• What to produce
Write out, without any change, the lines in the material below that run from the line with "Target: beach" through the line with "[locate] rock (give", both included.
*** Opening of Supplied entries ***
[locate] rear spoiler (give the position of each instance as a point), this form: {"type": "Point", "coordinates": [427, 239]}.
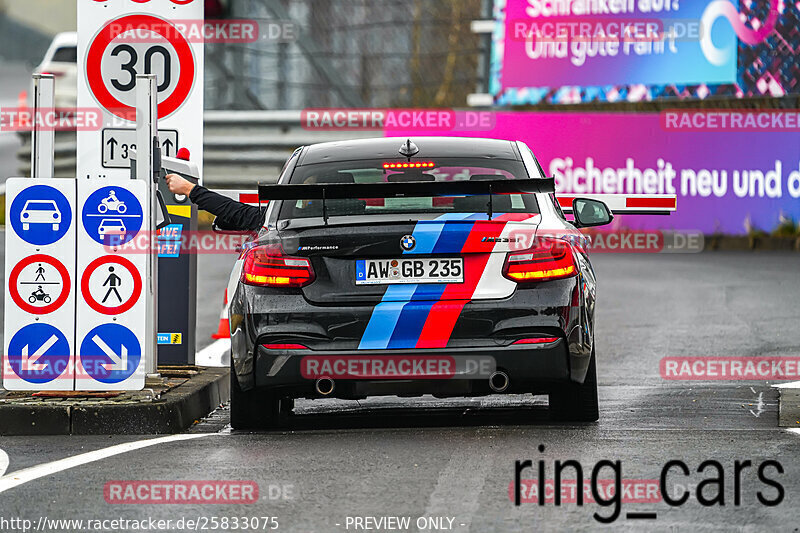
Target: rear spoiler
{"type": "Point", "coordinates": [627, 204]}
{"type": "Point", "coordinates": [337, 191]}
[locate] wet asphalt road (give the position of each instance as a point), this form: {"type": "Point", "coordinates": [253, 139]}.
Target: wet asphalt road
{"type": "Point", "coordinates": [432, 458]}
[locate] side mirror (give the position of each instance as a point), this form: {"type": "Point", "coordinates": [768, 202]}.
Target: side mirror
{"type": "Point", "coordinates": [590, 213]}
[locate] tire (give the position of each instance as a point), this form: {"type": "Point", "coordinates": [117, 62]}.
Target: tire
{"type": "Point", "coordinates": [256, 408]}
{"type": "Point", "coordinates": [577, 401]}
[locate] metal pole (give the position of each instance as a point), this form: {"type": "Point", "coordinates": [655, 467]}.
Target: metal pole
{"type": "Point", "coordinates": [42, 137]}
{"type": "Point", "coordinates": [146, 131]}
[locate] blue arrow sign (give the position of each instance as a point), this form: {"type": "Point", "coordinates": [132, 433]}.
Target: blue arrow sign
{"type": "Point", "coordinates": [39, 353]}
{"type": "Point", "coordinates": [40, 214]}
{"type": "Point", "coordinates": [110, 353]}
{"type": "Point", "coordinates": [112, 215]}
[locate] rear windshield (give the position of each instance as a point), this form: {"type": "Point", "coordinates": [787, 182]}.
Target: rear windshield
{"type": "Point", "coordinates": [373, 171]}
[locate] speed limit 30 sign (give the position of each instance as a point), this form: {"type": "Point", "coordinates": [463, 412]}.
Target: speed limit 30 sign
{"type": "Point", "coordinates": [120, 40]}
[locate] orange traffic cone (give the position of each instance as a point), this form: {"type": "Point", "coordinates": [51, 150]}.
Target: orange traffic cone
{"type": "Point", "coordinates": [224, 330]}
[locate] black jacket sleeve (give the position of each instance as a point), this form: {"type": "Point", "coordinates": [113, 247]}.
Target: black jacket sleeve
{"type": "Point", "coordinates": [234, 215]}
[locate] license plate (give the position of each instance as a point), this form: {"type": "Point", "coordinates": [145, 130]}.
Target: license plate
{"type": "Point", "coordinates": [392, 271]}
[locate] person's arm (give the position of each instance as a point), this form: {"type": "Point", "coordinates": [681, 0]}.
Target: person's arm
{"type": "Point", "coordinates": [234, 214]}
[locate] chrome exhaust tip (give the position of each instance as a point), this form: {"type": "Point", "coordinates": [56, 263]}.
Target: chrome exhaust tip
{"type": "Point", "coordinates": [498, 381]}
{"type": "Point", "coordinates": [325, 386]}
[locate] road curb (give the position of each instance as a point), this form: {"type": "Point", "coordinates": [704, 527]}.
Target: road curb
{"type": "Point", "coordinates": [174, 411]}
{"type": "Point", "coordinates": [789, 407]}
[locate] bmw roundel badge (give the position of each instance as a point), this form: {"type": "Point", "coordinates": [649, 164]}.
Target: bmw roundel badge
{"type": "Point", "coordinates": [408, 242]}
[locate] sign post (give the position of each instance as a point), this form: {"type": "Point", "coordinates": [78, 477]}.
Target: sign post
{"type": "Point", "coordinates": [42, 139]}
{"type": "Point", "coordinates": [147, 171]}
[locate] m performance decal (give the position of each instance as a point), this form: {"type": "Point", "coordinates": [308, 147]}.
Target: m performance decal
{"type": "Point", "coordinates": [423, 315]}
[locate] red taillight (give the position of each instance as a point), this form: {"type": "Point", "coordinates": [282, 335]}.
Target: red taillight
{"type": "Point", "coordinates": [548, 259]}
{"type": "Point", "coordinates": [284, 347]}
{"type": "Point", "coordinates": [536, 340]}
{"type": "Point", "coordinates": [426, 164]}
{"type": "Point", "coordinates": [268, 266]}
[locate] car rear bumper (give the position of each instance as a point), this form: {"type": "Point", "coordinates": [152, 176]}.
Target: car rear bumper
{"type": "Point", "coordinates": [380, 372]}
*** Close of Supplied entries ***
*** Opening of Supplied entries ***
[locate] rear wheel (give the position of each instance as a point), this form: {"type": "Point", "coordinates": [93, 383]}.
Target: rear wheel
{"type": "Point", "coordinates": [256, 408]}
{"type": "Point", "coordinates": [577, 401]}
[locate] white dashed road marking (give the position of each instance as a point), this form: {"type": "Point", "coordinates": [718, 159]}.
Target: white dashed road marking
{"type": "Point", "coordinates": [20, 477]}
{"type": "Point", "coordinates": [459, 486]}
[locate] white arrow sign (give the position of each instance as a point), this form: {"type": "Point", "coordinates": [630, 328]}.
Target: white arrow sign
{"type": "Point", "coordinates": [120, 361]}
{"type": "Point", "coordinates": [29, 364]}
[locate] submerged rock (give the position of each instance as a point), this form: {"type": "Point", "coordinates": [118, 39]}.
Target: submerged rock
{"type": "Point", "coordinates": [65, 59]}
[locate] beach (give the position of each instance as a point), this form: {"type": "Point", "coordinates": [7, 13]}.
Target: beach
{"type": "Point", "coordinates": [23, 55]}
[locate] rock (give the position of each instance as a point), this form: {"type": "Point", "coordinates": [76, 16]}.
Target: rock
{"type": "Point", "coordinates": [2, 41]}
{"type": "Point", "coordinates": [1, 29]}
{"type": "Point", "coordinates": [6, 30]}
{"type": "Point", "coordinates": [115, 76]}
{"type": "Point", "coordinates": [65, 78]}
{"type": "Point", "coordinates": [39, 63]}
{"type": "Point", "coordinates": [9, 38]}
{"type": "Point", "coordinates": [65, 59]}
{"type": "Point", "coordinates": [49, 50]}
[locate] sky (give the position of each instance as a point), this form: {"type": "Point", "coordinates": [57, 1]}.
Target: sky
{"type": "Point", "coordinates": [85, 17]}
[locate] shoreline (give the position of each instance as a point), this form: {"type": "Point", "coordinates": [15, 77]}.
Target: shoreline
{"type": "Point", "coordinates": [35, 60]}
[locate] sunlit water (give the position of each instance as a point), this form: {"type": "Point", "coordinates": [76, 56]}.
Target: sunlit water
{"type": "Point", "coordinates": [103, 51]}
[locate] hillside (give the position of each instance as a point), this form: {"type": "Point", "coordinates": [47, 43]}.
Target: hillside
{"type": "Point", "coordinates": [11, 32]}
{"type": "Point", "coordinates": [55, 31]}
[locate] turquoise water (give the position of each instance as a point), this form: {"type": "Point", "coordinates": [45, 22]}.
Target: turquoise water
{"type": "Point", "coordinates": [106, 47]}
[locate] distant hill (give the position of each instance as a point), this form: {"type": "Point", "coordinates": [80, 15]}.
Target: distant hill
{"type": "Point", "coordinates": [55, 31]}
*** Close of Supplied entries ***
• Exercise response
Target: beach
{"type": "Point", "coordinates": [23, 55]}
[locate] rock (give the position of each instance as a point), this form: {"type": "Point", "coordinates": [76, 16]}.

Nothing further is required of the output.